═══ Entries shown
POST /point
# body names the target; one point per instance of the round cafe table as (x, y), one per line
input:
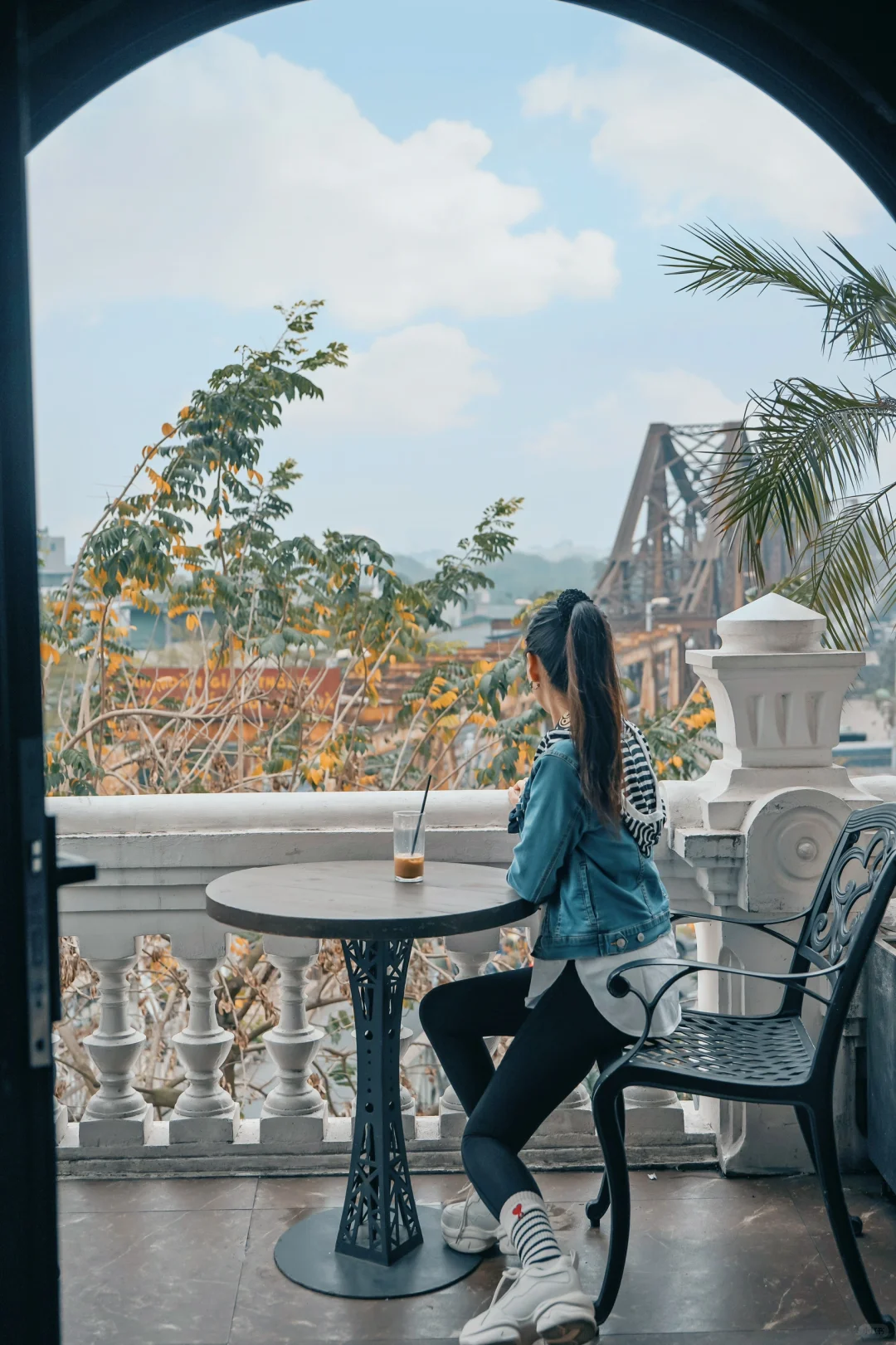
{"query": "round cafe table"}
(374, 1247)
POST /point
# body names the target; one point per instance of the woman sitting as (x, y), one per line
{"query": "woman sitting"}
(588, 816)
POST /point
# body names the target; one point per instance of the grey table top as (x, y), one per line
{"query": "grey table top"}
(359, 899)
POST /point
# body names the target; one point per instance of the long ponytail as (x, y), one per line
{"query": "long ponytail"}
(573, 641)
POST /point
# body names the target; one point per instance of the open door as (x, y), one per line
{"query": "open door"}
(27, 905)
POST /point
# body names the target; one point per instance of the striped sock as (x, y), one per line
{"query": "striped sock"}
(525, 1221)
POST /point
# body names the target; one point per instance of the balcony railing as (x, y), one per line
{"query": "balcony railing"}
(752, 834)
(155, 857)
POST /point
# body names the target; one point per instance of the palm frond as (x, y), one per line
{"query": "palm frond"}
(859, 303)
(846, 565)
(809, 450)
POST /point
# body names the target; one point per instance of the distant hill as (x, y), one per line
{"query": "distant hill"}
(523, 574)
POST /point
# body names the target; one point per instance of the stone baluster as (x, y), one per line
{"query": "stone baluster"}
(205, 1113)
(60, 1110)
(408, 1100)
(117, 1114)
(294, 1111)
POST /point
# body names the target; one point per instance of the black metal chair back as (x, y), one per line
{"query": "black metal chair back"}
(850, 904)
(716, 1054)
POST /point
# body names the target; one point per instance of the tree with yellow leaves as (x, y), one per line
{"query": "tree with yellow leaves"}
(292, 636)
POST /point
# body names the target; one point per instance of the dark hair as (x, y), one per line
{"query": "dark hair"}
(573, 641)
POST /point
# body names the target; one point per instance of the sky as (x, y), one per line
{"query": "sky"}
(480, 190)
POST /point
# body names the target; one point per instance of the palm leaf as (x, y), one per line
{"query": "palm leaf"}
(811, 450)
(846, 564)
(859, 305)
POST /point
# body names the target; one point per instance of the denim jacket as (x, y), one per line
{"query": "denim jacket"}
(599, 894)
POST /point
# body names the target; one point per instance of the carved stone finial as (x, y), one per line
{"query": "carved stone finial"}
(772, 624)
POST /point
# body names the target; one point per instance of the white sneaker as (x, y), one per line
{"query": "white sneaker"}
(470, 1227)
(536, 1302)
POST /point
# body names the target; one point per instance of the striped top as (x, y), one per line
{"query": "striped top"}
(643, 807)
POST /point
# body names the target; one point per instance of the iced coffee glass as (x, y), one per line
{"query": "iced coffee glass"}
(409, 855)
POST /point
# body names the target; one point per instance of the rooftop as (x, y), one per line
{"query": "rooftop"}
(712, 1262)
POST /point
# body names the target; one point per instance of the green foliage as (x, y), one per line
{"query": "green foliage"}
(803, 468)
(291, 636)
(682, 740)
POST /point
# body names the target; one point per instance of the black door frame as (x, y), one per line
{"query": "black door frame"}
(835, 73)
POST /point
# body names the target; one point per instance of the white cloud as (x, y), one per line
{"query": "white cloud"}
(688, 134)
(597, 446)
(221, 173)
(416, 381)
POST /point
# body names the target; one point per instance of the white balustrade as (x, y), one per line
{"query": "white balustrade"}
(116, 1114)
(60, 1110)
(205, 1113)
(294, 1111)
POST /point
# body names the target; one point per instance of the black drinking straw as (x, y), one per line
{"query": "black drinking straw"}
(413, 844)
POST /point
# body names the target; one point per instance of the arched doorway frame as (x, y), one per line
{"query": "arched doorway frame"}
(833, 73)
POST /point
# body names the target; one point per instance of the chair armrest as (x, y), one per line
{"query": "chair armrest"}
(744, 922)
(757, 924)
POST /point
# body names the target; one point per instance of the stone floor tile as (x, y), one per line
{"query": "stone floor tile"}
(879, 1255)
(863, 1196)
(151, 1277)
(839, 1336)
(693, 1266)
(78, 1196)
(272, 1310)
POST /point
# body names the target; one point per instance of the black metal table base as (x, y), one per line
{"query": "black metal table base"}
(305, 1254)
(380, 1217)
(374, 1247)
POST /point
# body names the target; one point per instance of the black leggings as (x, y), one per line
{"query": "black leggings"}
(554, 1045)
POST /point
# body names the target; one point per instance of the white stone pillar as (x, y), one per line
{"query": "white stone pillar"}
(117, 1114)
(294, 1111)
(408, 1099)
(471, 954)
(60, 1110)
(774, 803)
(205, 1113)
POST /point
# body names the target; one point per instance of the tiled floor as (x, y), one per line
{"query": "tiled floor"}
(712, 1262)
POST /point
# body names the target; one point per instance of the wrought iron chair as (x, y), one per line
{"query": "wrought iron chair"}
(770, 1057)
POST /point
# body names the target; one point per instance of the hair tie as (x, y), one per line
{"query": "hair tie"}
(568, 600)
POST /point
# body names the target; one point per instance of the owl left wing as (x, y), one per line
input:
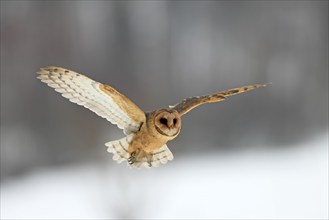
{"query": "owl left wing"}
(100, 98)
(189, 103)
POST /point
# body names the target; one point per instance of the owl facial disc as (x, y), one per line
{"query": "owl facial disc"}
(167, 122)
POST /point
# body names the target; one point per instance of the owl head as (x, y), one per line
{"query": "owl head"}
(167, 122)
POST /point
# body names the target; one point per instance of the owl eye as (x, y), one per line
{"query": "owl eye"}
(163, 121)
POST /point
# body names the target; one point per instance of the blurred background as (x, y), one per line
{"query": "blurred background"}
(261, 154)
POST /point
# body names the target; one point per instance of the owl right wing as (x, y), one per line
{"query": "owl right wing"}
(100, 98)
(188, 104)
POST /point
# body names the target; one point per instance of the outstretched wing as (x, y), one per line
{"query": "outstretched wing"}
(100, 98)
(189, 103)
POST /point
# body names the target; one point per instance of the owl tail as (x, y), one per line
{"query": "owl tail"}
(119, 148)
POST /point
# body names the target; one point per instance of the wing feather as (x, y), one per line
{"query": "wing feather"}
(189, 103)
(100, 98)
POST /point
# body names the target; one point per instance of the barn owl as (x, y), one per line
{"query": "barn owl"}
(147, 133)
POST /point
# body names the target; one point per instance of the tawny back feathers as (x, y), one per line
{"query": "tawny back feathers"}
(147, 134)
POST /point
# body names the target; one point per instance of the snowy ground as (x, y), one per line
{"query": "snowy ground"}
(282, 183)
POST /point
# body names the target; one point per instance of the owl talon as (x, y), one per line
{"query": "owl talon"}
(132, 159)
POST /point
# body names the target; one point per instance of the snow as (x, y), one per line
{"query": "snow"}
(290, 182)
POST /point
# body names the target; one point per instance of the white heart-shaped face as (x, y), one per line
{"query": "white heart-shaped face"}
══════
** Exercise aim **
Please set down each line of the data above exactly as written, without the pictures.

** Solved problem **
POST /point
# body names the target; one point per instance of the round cafe table as (x, y), one per line
input:
{"query": "round cafe table"}
(374, 1247)
POST /point
# body names the target; one point per instance of the woman sitting as (x, y), one per line
{"query": "woman sitting"}
(588, 816)
POST /point
# body names the target; one point per instance of the grey table top as (x, y), one per line
{"query": "grey table top"}
(359, 899)
POST /point
# body names the target; one point per instance of the long ponytail as (x, y), one per line
{"query": "long ponytail"}
(573, 641)
POST /point
# body names the target; one point per instance of the open door as (x, y), one per line
{"query": "open door"}
(27, 905)
POST /point
# body names the target; one point per instance of the striped sock as (x, y), one per line
{"query": "striped sock"}
(525, 1221)
POST /point
# body names the target; one point per instance of the balcony railing as (x, y), one per line
{"query": "balcony railing"}
(752, 834)
(155, 857)
POST /point
# body names the target; one point per instance of the palm frond as (x, y), one per line
{"query": "palm frond"}
(859, 303)
(846, 565)
(809, 450)
POST /point
# body names the target; one point per instance of the distant hill as (x, y), one per line
{"query": "distant hill"}
(523, 574)
POST /point
# body names the target; one point per instance of the stone baluster as (x, y), one per line
{"query": "stone baluster"}
(205, 1113)
(60, 1110)
(408, 1100)
(117, 1114)
(294, 1111)
POST /point
# body names the target; one point per instance of the black metal chair back as (x, y), one per line
{"query": "black metal chair back"}
(850, 904)
(716, 1054)
POST /point
# body names the target; one point per instance of the tree with yellow leaves as (x, y), one per line
{"query": "tree with yellow leaves"}
(292, 636)
POST /point
# body names the target; one point per instance of the dark hair as (x, y), one per line
{"query": "dark hair"}
(573, 641)
POST /point
# body names the target; one point per instance of the sky as (x, y), one per line
{"query": "sky"}
(480, 190)
POST /point
# body names the target; one point per instance of the palm leaf as (x, y), one per line
{"query": "palm leaf"}
(811, 450)
(846, 564)
(859, 305)
POST /point
# body names the target; one point per instance of the denim jacket as (x, y), one per line
{"query": "denim jacket"}
(599, 894)
POST /point
# body names the target; one point per instance of the carved stone finial as (x, y), one per line
{"query": "carved stone finial"}
(772, 624)
POST /point
# body names the target; one point per instance of the white sneaker as (x, y), one per line
{"query": "white sneaker"}
(470, 1227)
(536, 1302)
POST /point
# body names the target; one point per instance of the striped top as (x, y), one per line
{"query": "striped top"}
(643, 807)
POST /point
# body names the target; one point per instance of the iced coffee glass as (x, y), one per line
{"query": "iced coffee glass"}
(409, 855)
POST /point
# body names the target; one point per instance of the rooftop as (x, y), one per line
{"query": "rooftop"}
(712, 1262)
POST /point
# body names the target; one point per instance of the green foliage as (x, y), one per line
{"query": "green foliage"}
(803, 468)
(291, 636)
(682, 740)
POST /point
# body names the target; one point per instance of the black door frame as (x, y), one per line
{"query": "black door frame"}
(835, 73)
POST /point
# body names the target; one point per instance of the white cloud as (x, y), one per line
{"query": "white cloud"}
(688, 134)
(597, 446)
(221, 173)
(416, 381)
POST /point
# body names the target; one point per instance of the white balustrade as (x, y), one per line
{"query": "white balustrade"}
(116, 1114)
(60, 1110)
(205, 1113)
(294, 1111)
POST /point
# body names the target; one point per instance of the black drinking straw as (x, y), one per line
{"query": "black drinking straw"}
(413, 844)
POST /point
# body names the target; one point per instance of the arched doorway frame as (x, y), one per line
{"query": "arched doorway frame"}
(833, 73)
POST /point
# body names the target; one point per instance of the chair armrest as (x, y), one per line
{"query": "chair armrest"}
(744, 922)
(757, 924)
POST /point
# body names the target; one point per instance of the stone floor tile as (x, y), one per line
{"query": "stone floor tile"}
(879, 1255)
(863, 1196)
(151, 1277)
(839, 1336)
(693, 1266)
(78, 1196)
(272, 1310)
POST /point
# body names the target; one point per instance of the black metal table base as (x, y), one per line
{"query": "black metal table base"}
(305, 1254)
(380, 1217)
(374, 1247)
POST /point
# body names the target; one point per instance of the black leggings as (x, y), one per line
{"query": "black leggings"}
(554, 1045)
POST /point
# body names the target; one point per instance of the white stone pillar as (x, y), one per line
{"query": "white stone pillar"}
(117, 1114)
(294, 1111)
(408, 1099)
(471, 954)
(60, 1110)
(774, 803)
(205, 1113)
POST /point
# body names the target; one point per instance of the tiled floor as (x, y), one per line
{"query": "tiled floor"}
(712, 1262)
POST /point
# body names the target; one point per instance of the wrought iron chair as (x, y), one per line
{"query": "wrought iron chair"}
(770, 1057)
POST /point
# body names the target; one point per instance of the hair tie as (x, y), one per line
{"query": "hair tie"}
(568, 600)
POST /point
# body names the target; one point per instance of the owl left wing as (x, y), one per line
input:
{"query": "owl left wing"}
(100, 98)
(189, 103)
POST /point
# body names the target; one point per instance of the owl facial disc as (x, y), one per line
{"query": "owl facial disc"}
(167, 122)
POST /point
# body names the target; one point per instance of the owl head as (x, y), one per line
{"query": "owl head"}
(167, 122)
POST /point
# body names the target; one point per instance of the owl eye as (x, y), one per line
{"query": "owl eye"}
(163, 121)
POST /point
# body names the target; one point per instance of the blurred background as (x, y), one per line
{"query": "blurred background"}
(261, 154)
POST /point
# body names the target; one point per instance of the owl right wing as (x, y), one per line
{"query": "owl right wing"}
(100, 98)
(188, 104)
POST /point
# body names the target; one point per instance of the outstretched wing as (x, y), one per line
{"query": "outstretched wing"}
(100, 98)
(189, 103)
POST /point
# body names the target; one point per instance of the owl tail as (x, y), one per line
{"query": "owl tail"}
(119, 148)
POST /point
# body names the target; one point per instance of the wing feather as (x, y), one per line
{"query": "wing feather"}
(189, 103)
(100, 98)
POST /point
# body names the target; one point per instance of the barn owl as (x, y), one per line
{"query": "barn owl"}
(147, 133)
POST /point
# body names the target; one point per instance of the tawny back feathers as (x, y), one per line
{"query": "tawny back feathers"}
(147, 134)
POST /point
# body names the target; one point per instance of the snowy ground as (x, y), one per line
{"query": "snowy ground"}
(282, 183)
POST /point
# body names the target; one point per instance of the owl talon as (x, y), one per line
{"query": "owl talon"}
(132, 159)
POST /point
# body names the target; one point per instance of the snow as (x, y), one per line
{"query": "snow"}
(290, 182)
POST /point
# body names the target; one point per instance of the white heart-shaped face as (x, y), one per line
{"query": "white heart-shaped face"}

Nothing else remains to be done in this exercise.